_EXERCISE PROMPT:_
Copy out all the lines of the data that hold the word "green".

(Segmentation mask data)
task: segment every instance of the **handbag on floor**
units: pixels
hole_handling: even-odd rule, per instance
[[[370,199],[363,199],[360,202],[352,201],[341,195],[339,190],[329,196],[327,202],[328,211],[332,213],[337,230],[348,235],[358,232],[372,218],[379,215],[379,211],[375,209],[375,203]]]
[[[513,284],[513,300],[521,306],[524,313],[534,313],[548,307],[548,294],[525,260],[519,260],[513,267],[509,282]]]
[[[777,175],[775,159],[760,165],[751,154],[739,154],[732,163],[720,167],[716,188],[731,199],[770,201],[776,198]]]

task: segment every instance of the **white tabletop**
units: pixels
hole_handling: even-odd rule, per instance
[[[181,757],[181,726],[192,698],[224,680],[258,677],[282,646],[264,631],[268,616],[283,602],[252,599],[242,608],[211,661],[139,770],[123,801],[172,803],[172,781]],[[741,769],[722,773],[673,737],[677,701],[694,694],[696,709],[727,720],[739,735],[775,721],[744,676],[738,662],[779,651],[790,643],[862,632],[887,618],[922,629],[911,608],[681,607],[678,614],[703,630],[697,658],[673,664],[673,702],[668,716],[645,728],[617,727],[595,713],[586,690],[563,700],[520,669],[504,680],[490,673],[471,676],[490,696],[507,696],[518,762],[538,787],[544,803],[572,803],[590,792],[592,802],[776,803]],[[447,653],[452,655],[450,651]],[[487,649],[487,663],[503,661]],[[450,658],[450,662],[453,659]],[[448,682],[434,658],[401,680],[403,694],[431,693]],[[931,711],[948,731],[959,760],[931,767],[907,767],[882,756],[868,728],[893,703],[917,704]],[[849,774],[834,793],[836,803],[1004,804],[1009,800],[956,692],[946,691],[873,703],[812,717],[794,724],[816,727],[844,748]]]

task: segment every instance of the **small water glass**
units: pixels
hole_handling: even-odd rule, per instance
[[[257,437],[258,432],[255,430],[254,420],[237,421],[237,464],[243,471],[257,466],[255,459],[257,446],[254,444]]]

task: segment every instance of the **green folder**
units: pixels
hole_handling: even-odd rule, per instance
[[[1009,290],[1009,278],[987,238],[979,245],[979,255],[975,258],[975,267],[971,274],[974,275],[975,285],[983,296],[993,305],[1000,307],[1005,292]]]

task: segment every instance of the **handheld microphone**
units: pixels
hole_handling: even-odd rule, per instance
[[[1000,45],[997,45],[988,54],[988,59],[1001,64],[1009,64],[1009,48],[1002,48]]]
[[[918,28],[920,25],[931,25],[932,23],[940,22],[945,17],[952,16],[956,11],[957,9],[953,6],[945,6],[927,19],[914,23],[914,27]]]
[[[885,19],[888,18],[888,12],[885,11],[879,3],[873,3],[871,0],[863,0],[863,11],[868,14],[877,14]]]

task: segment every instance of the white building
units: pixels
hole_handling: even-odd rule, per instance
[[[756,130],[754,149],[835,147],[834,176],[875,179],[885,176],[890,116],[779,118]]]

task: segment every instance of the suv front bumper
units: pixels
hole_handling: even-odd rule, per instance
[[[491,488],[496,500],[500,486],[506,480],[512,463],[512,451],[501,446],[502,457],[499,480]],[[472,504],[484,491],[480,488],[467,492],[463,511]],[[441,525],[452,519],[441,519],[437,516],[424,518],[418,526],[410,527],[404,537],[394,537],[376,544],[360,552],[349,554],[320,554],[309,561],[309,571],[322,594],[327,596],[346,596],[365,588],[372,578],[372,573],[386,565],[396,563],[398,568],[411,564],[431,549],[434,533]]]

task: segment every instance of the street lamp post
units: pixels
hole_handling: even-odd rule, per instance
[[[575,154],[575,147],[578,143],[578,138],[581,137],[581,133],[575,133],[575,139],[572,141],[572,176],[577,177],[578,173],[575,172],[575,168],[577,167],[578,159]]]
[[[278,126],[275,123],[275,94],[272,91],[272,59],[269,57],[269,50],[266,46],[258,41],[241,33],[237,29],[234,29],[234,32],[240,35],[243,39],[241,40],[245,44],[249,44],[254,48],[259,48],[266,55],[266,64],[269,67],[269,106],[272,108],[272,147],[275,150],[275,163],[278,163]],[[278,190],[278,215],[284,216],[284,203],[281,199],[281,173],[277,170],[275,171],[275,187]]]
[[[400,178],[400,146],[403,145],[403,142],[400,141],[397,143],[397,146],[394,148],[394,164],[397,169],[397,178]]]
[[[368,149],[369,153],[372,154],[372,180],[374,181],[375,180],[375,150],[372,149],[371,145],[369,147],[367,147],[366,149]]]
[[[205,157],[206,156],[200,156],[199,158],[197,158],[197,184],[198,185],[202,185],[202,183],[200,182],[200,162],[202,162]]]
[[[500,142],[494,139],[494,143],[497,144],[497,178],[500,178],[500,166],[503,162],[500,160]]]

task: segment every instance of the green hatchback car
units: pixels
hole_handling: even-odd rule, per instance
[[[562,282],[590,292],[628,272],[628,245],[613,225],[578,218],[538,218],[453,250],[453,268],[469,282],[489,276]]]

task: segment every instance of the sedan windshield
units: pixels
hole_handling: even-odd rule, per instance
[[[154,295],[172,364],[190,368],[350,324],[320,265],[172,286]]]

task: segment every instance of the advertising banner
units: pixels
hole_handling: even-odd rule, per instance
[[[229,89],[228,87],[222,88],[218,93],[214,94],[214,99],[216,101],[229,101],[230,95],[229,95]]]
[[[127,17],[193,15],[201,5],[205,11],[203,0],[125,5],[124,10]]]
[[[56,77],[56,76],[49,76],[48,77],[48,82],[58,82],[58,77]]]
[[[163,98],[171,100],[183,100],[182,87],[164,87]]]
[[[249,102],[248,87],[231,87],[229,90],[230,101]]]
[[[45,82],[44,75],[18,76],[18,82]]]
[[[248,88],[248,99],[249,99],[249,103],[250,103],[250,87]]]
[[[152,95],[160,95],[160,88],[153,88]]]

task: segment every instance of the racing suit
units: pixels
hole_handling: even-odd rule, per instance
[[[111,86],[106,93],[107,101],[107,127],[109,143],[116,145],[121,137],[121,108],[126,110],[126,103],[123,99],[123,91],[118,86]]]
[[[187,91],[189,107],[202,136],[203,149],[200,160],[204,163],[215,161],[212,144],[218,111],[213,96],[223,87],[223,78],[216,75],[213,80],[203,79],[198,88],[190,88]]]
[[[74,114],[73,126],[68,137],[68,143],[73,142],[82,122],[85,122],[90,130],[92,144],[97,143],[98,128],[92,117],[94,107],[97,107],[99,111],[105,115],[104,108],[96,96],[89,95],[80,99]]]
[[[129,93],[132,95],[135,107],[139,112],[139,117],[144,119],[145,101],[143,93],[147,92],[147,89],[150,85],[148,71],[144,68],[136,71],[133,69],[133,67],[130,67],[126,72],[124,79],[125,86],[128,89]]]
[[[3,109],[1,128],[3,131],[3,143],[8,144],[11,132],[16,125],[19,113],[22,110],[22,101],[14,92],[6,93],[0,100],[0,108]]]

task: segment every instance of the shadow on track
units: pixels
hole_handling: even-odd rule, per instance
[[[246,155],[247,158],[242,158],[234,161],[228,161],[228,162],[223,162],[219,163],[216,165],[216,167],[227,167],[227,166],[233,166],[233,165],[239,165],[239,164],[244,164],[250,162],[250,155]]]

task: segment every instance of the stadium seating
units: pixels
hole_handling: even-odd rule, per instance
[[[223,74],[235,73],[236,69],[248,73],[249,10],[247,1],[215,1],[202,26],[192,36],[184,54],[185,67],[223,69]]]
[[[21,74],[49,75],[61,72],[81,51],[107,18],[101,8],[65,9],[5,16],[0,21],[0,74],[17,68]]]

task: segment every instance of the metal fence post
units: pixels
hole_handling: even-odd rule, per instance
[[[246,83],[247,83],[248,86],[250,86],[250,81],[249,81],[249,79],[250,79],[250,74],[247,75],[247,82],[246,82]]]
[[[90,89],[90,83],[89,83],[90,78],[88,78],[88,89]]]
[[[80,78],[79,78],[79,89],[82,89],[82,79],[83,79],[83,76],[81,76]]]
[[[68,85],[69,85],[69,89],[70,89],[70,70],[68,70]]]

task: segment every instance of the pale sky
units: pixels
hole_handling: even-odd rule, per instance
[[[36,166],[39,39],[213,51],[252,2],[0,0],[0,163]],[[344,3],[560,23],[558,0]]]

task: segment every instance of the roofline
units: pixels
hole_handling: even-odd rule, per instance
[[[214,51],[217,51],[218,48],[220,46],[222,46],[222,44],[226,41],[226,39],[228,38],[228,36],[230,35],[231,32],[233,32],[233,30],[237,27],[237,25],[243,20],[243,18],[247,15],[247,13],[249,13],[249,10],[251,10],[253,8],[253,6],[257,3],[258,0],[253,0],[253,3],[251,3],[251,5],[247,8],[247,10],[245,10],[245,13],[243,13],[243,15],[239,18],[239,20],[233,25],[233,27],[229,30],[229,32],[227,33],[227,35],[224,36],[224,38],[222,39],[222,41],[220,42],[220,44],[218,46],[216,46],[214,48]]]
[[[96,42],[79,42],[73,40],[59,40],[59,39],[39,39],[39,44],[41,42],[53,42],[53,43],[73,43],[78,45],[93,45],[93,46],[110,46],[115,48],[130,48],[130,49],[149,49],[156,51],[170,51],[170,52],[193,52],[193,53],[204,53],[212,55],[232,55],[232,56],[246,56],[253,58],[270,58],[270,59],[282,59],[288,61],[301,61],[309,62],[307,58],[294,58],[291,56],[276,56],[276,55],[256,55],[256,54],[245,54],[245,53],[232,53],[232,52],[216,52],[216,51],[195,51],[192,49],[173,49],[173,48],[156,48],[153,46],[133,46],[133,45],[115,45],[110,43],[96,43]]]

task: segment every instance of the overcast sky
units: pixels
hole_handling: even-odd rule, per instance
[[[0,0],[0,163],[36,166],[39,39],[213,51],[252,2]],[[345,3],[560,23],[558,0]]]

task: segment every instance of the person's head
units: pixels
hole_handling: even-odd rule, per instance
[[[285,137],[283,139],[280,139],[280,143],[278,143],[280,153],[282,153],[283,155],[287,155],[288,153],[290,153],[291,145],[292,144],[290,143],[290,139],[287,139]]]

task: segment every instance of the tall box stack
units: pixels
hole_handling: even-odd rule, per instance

_EXERCISE RESPONSE:_
task: segment every instance of the **green folder**
task: segment every instance of the green hatchback car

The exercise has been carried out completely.